_TASK LIST_.
**1.** List the ways the customer service article gives for keeping a customer informed.
**2.** According to the customer service article, what happens to customers' patience when they have no guidelines on timeframes?
**3.** Reproduce the customer service article word for word from "Give regular updates" to "your service representatives.".

_SUPPLIED PASSAGE_.
The Power of Knowledge: Why a Well-Informed Customer is a Happy One

Providing a full, 360° experience for customers requires a lot of planning, incident management, and follow-through for each customer come away with a positive view of your company. You will need to have multichannel customer support, easy access for purchases and inquiries, and a thorough model of standard business to which all interactions can be held to create a more streamlined experience. The creation and maintenance of these items (and more) will help to give your company a steady ground-level on which to rely, but the key to truly providing impressive service is in the details.

Fine-tuning your customer support model is a multi-step process. One of the most overlooked qualities of good customer service is the necessity of keeping your customer informed on every step of the process. For some, it can be an instinct to tell the customer only as much as is necessary, so that the agent is able to maintain control of the interaction, but a customer who feels completely out of control is an unhappy customer. Information is the key to easing a customer’s mind, even if the information may not exactly be what he or she wanted to hear. Here are a couple of great ways to make sure your customer is staying in-the-know.

Give your customer a “plan of attack.” This doesn’t mean a ballpark idea of what may happen behind the scenes of your customer service operation, but a good, concrete answer that customers can understand and latch onto. Even if this answer is something that might have to change as the incident is diagnosed, it’s better to keep your customer in the know to abate what rising frustration may come about with long waiting periods.

Give regular updates and timeframes. If speaking with a customer whose issue may take longer than a couple minutes to resolve, it’s important to keep him or her informed of how the process is coming along and what they can expect to see happen in real time. Without any guidelines on timeframes, customers will actually have far less patience with your service representatives.

Stay in touch after the issue is resolved. When your customer is looking to have an issue resolved, it can often flood over into a question of trust. Why should this customer still believe in your company and return as a repeat buyer? Why should this customer suggest your company to their friends? A good answer to these questions is to provide follow up after a customer inquiry has reached its conclusion. This way your buyers will know you are not just getting through the day, but looking forward and continually improving the experience for anyone who may encounter a similar issue.
Keeping your customers in the know is giving them the power of knowledge, which will create a more comfortable atmosphere all around for your agents and your clients. In the age of information, the more you can relay to your customers, the better.

[Saved entries]
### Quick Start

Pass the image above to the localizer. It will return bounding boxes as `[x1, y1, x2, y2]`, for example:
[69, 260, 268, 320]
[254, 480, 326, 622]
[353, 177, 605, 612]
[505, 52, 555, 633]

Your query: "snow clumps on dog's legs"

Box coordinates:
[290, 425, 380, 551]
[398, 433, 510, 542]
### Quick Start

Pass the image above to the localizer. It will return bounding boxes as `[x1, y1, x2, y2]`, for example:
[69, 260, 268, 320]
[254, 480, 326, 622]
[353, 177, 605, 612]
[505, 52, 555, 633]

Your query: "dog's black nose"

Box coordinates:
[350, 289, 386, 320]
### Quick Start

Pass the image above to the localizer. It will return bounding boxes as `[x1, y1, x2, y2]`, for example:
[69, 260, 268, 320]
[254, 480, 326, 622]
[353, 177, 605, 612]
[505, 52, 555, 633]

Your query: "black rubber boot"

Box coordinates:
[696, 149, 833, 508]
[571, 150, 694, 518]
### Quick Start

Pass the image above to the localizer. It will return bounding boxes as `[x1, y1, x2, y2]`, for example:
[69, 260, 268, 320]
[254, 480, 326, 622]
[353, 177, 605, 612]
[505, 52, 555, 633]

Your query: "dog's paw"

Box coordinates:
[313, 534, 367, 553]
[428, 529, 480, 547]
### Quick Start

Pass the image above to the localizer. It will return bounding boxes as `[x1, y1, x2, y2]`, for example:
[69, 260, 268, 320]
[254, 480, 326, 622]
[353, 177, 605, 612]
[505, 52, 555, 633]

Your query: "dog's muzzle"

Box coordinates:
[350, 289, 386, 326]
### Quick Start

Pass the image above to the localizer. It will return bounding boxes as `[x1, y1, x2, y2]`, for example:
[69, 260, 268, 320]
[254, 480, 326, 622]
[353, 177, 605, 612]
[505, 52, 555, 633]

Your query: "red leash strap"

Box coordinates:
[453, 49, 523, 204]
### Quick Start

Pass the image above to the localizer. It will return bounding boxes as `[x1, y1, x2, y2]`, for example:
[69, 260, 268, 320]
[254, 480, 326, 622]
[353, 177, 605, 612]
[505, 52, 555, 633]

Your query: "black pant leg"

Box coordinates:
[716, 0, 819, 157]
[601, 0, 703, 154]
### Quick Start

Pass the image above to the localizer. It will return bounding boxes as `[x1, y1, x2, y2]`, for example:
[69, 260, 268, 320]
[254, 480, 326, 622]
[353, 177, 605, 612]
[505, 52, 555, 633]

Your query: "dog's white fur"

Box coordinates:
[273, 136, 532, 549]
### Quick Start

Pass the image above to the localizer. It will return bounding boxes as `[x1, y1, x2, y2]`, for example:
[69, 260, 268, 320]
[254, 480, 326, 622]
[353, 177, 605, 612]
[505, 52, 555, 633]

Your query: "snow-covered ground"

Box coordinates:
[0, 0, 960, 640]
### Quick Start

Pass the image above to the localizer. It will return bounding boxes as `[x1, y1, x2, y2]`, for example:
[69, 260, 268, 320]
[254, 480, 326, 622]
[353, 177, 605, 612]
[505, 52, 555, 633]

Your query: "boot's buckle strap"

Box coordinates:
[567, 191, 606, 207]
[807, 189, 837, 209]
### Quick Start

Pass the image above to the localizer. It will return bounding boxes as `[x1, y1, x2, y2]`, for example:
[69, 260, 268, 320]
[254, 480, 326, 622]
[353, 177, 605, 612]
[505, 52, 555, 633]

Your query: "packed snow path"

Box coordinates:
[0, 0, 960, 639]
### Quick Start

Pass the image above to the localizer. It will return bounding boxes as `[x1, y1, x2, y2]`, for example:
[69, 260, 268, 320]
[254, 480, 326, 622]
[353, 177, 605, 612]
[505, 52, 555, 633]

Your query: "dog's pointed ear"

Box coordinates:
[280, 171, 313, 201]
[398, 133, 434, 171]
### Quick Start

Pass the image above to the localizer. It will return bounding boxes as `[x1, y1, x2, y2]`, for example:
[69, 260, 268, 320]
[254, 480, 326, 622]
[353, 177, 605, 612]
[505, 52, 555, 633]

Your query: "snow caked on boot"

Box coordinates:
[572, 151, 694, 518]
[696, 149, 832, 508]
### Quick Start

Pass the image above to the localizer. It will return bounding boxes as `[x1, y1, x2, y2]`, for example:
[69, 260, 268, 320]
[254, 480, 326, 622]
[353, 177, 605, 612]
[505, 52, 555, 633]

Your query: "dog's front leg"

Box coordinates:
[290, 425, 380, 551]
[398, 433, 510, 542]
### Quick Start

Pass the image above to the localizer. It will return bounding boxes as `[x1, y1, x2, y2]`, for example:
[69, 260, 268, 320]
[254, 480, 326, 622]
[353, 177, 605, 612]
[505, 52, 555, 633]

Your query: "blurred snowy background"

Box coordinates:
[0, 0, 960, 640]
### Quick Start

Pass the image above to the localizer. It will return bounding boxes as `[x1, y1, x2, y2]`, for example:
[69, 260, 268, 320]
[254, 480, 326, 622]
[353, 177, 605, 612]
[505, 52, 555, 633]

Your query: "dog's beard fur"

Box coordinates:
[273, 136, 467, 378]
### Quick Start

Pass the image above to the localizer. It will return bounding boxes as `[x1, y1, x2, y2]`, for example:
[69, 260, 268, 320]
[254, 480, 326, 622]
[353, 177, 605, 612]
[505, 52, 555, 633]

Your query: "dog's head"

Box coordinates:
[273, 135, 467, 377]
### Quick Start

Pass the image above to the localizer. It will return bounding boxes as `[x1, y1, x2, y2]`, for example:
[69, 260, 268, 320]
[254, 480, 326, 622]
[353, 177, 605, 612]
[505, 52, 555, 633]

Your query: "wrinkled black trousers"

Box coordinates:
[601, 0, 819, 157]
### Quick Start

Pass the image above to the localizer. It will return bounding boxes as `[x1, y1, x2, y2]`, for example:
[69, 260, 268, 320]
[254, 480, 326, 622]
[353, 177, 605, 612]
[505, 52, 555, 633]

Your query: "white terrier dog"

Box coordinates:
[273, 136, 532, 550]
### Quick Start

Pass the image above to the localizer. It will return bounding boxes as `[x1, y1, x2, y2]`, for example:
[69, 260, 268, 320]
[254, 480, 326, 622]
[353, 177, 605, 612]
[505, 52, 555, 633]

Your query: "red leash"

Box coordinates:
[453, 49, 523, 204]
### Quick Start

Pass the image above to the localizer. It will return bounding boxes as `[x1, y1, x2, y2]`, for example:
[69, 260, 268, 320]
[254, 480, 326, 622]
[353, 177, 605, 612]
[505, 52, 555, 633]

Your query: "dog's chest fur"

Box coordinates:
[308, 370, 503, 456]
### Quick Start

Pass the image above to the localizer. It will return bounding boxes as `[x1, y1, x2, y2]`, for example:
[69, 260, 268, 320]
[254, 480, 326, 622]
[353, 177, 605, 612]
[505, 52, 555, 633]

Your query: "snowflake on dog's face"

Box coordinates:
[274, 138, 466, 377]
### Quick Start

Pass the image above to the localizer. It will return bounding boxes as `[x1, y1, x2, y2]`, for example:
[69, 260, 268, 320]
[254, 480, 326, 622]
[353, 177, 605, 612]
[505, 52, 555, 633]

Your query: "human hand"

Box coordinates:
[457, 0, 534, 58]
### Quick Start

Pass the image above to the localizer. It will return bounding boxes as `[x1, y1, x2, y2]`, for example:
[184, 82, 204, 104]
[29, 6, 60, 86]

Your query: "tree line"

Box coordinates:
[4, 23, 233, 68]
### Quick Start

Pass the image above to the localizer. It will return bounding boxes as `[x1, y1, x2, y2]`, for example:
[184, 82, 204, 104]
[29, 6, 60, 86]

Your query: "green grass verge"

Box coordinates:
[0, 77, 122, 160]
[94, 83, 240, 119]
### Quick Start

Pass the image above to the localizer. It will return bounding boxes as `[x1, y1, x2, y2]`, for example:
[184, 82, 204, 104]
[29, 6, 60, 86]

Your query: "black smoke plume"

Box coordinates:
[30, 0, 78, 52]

_SOLUTIONS TO THE PROBLEMS_.
**1.**
- Give your customer a "plan of attack."
- Give regular updates and timeframes.
- Stay in touch after the issue is resolved.

**2.** They have far less patience with your service representatives.

**3.**
Give regular updates and timeframes. If speaking with a customer whose issue may take longer than a couple minutes to resolve, it’s important to keep him or her informed of how the process is coming along and what they can expect to see happen in real time. Without any guidelines on timeframes, customers will actually have far less patience with your service representatives.